**Exercise brief:**
A word-for-word transcription of the records is required.
--- Source information Enclosed Below ---
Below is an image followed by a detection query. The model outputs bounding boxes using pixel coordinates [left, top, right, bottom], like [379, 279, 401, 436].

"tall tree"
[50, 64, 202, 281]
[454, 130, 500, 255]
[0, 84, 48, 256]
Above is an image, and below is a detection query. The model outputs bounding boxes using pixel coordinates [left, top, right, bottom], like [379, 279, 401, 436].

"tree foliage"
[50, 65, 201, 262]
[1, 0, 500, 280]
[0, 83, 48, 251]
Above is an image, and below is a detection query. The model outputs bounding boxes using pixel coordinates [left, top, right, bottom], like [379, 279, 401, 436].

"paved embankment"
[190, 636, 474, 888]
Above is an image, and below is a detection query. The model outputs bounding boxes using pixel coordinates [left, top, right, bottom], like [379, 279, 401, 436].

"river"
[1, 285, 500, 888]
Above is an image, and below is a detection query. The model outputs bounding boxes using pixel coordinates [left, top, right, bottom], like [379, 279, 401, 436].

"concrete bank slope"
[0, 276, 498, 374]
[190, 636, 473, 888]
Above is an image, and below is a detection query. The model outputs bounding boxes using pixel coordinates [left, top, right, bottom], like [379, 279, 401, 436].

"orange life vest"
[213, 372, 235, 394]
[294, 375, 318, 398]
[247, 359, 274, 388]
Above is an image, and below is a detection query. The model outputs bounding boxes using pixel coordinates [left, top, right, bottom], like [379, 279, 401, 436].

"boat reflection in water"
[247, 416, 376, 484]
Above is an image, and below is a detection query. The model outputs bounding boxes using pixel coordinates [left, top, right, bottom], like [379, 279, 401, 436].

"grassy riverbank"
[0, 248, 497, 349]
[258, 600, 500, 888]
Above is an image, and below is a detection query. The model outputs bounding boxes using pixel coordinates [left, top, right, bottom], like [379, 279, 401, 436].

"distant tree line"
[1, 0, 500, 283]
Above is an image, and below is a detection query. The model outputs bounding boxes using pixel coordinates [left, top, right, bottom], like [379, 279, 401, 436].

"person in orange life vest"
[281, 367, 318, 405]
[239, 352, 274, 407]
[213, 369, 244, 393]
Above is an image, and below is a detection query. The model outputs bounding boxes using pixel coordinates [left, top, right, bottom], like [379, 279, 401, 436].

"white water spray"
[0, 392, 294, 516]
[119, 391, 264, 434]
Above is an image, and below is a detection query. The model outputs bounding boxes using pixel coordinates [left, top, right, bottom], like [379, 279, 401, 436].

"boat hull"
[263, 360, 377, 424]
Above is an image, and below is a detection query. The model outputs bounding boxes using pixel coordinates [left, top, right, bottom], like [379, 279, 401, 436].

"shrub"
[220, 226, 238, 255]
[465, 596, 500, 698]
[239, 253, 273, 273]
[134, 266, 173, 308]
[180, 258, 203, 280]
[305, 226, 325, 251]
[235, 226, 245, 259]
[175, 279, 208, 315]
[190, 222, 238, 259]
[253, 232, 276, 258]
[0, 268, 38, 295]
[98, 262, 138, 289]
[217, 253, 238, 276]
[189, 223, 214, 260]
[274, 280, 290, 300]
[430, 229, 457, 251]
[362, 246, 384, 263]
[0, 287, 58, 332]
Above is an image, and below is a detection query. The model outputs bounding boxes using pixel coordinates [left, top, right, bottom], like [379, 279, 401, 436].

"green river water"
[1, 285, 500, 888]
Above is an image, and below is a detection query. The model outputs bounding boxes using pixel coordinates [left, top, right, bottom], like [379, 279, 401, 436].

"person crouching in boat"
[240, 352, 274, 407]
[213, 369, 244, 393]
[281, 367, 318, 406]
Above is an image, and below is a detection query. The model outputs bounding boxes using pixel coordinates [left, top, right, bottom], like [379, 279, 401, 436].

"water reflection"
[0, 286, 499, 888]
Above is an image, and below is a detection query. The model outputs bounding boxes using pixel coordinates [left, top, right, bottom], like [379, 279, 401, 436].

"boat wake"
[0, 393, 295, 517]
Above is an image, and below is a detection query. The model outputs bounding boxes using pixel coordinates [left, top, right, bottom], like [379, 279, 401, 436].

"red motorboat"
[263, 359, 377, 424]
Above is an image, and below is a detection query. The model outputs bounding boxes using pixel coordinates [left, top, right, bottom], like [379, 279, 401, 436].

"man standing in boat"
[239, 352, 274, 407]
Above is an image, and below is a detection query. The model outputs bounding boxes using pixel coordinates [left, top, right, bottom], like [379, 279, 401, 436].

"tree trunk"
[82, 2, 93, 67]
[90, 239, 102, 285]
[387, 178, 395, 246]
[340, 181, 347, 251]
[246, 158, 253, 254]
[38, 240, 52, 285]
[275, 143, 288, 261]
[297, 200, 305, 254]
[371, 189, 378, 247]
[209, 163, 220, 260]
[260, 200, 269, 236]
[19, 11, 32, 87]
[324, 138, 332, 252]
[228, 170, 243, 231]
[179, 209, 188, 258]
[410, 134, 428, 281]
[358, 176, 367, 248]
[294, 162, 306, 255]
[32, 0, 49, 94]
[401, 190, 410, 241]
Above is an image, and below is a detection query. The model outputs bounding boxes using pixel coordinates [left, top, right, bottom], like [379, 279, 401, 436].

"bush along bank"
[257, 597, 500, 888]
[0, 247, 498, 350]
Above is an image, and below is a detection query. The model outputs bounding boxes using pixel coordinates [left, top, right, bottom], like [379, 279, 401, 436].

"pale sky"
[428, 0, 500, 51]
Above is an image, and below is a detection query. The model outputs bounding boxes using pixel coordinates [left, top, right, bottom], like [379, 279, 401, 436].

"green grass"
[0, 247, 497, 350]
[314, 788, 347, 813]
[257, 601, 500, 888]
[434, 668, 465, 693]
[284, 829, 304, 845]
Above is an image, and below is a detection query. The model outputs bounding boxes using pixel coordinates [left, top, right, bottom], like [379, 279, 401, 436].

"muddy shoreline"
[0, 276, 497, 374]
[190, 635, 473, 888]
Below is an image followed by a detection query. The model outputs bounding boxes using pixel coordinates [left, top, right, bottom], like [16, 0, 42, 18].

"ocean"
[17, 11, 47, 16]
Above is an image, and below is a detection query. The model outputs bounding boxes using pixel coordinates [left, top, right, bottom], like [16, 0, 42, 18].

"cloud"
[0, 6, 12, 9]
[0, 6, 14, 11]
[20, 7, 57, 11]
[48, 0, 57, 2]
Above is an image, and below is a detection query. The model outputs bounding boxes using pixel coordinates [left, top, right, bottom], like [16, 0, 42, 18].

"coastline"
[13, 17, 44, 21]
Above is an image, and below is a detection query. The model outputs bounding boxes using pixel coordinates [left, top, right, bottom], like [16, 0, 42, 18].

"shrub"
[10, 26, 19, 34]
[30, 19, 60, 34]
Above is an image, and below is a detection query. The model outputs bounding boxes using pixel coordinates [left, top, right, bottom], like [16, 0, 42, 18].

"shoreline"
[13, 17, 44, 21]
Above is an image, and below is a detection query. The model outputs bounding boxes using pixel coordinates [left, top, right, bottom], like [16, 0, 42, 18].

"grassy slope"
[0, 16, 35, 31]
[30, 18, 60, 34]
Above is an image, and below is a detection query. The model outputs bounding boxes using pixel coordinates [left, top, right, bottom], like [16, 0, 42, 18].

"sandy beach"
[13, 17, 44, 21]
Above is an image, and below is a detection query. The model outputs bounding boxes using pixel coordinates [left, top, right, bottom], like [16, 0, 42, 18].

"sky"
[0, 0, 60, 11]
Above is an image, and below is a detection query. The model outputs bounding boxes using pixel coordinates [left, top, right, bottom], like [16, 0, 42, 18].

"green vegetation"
--- End of Enclosed Source information ---
**Your solution:**
Below is an image followed by a detection query. The model outputs bounding boxes using pixel coordinates [left, top, right, bottom], like [379, 279, 401, 436].

"tall tree"
[50, 64, 202, 281]
[454, 130, 500, 255]
[0, 84, 48, 256]
Above is an image, and below is a detection query. The model outputs bounding boxes using pixel coordinates [left, top, right, bottom], like [379, 279, 401, 436].

"tree foliage"
[50, 65, 201, 262]
[1, 0, 500, 280]
[0, 83, 48, 251]
Above is an image, and below is a detection query. The model outputs bounding boxes using pixel coordinates [left, top, right, bottom], like [379, 279, 401, 436].

"paved embankment"
[190, 636, 474, 888]
Above is an image, and below is a detection query. The model outputs bounding boxes using pixel coordinates [left, top, right, bottom], like [379, 279, 401, 436].

"river"
[1, 285, 500, 888]
Above is an image, and below is a detection query. The model outputs bounding boxes using pixel coordinates [left, top, right, bottom], like [379, 279, 401, 436].

"concrete bank slope"
[0, 276, 498, 374]
[190, 636, 473, 888]
Above is an image, and below is a detection query. The model outputs bounding boxes using pixel coordinates [left, top, right, bottom], like [379, 279, 401, 436].

"orange life vest"
[213, 372, 235, 394]
[294, 375, 318, 398]
[247, 359, 274, 388]
Above is an image, and below is a detection query. The model outputs bounding boxes using pixel coordinates [left, top, right, bottom], like [379, 279, 401, 436].

"boat reflection in water"
[247, 416, 376, 484]
Above is an image, and below is a detection query. The model outputs bounding boxes using pixel coordinates [left, top, right, bottom], like [379, 279, 401, 436].

"grassy riverbank"
[0, 248, 497, 349]
[258, 600, 500, 888]
Above is an image, and below is a detection query. The model outputs bounding boxes using pixel coordinates [left, top, right, bottom], like [379, 279, 401, 436].

"distant tree line"
[1, 0, 500, 283]
Above is an image, and below is a detection query. The model outputs bounding boxes using pixel coordinates [left, top, right, bottom], like [379, 279, 401, 436].

"person in orange life vest"
[281, 367, 318, 405]
[239, 352, 274, 407]
[213, 369, 244, 393]
Above is an image, and below is a detection query. The model outputs bounding boxes using pixel coordinates [left, top, right, bottom], like [379, 279, 401, 436].

"white water spray"
[0, 392, 294, 516]
[119, 391, 264, 434]
Above is an image, and below is a detection query. The model outputs bounding boxes using pixel coordinates [left, top, right, bottom], like [379, 279, 401, 436].

"boat hull"
[263, 360, 377, 424]
Above is an image, and below is a detection query. The model outputs bounding boxes using pixel coordinates [left, top, right, bottom], like [379, 279, 401, 436].

"shrub"
[220, 226, 238, 255]
[465, 596, 500, 698]
[239, 253, 273, 273]
[134, 266, 173, 308]
[180, 258, 203, 280]
[305, 226, 325, 251]
[235, 226, 245, 259]
[175, 279, 208, 315]
[190, 222, 238, 259]
[253, 232, 276, 258]
[0, 268, 38, 295]
[98, 262, 138, 289]
[217, 253, 238, 276]
[189, 223, 214, 260]
[274, 280, 290, 300]
[430, 229, 457, 251]
[362, 246, 384, 263]
[0, 287, 58, 332]
Above is an image, and below is a detection query. The model outputs bounding boxes using pixel coordinates [left, top, right, bottom], like [379, 279, 401, 436].

"green river water"
[1, 285, 500, 888]
Above is an image, and below is a detection query. The model outputs bounding boxes using pixel coordinates [left, top, right, bottom], like [379, 279, 401, 436].

"person crouching in boat"
[240, 352, 274, 407]
[213, 369, 244, 393]
[281, 367, 318, 406]
Above is an image, and below is a detection query. The model outputs bounding boxes using pixel coordinates [left, top, right, bottom], like [379, 279, 401, 436].

"water reflection"
[0, 286, 499, 888]
Above is an image, and below is a detection query. The model outputs bounding boxes using pixel coordinates [left, top, right, bottom], like [379, 279, 401, 436].

"boat wake"
[0, 393, 295, 517]
Above is an image, and below is a detection query. The model outputs bounding boxes using pixel coordinates [left, top, right, bottom], like [379, 279, 401, 436].

"red motorboat"
[263, 359, 377, 424]
Above is an image, and below is a detection query. The model outputs bounding boxes using pixel coordinates [left, top, right, bottom], like [379, 279, 401, 436].

"man standing in boat"
[239, 352, 274, 407]
Above is an image, and below is a detection query. The model outputs bounding boxes using pixel coordinates [left, top, right, bottom], like [379, 279, 401, 436].

"tree trunk"
[82, 2, 93, 67]
[90, 239, 102, 285]
[387, 178, 395, 246]
[340, 181, 347, 251]
[246, 158, 253, 254]
[38, 240, 52, 285]
[275, 143, 288, 261]
[297, 200, 305, 254]
[371, 189, 378, 247]
[209, 163, 220, 260]
[260, 200, 269, 236]
[19, 11, 32, 87]
[324, 138, 332, 252]
[228, 170, 243, 231]
[179, 209, 188, 258]
[410, 134, 428, 281]
[358, 176, 367, 248]
[294, 162, 306, 255]
[32, 0, 49, 94]
[401, 190, 410, 241]
Above is an image, and below is a detection query. The model outputs bounding boxes using pixel coordinates [left, top, right, bottom], like [379, 279, 401, 436].

"bush along bank"
[257, 597, 500, 888]
[0, 247, 498, 350]
Above is an image, and below is a detection query. The model outputs bounding boxes using pixel coordinates [left, top, right, bottom], like [379, 279, 401, 436].

"pale sky"
[428, 0, 500, 51]
Above is an image, and below is a detection query. The model outputs bounding boxes using pixel coordinates [left, top, right, bottom], like [379, 279, 401, 436].

"green grass"
[0, 247, 497, 350]
[314, 788, 347, 813]
[257, 601, 500, 888]
[434, 668, 465, 693]
[284, 829, 304, 845]
Above is an image, and below is a detection query. The model outputs bounding boxes using pixel coordinates [left, top, right, bottom], like [379, 279, 401, 436].

"muddy shoreline"
[0, 276, 497, 374]
[190, 635, 473, 888]
Below is an image followed by a detection query. The model outputs bounding boxes using pixel coordinates [left, top, right, bottom], like [16, 0, 42, 18].

"ocean"
[17, 11, 47, 16]
Above is an image, and below is a detection query. The model outputs bounding boxes using pixel coordinates [left, top, right, bottom], like [16, 0, 42, 18].

"cloud"
[0, 6, 12, 9]
[0, 6, 14, 11]
[20, 7, 57, 11]
[48, 0, 57, 2]
Above is an image, and below is a detection query. The model outputs bounding boxes using pixel coordinates [left, top, right, bottom], like [16, 0, 42, 18].

"coastline"
[13, 17, 44, 21]
Above is an image, and below is a detection query. The model outputs bounding boxes using pixel coordinates [left, top, right, bottom], like [16, 0, 42, 18].

"shrub"
[10, 26, 19, 34]
[30, 19, 60, 34]
Above is an image, and below is a detection query. The model outputs bounding boxes using pixel coordinates [left, top, right, bottom], like [16, 0, 42, 18].

"shoreline"
[13, 17, 44, 21]
Above is an image, and below is a detection query. The model outputs bounding boxes using pixel coordinates [left, top, right, bottom], like [16, 0, 42, 18].

"grassy slope"
[0, 16, 35, 31]
[30, 18, 60, 34]
Above is an image, and below is a detection query. The model outputs bounding boxes using pixel coordinates [left, top, right, bottom], like [16, 0, 42, 18].

"sandy beach"
[13, 17, 44, 21]
Above is an image, and below is a detection query. The model outputs bounding boxes using pixel coordinates [left, top, right, bottom], like [16, 0, 42, 18].

"sky"
[0, 0, 60, 11]
Above is an image, and below is a detection query. The model outputs bounding boxes using pixel coordinates [left, top, right, bottom], like [16, 0, 42, 18].

"green vegetation"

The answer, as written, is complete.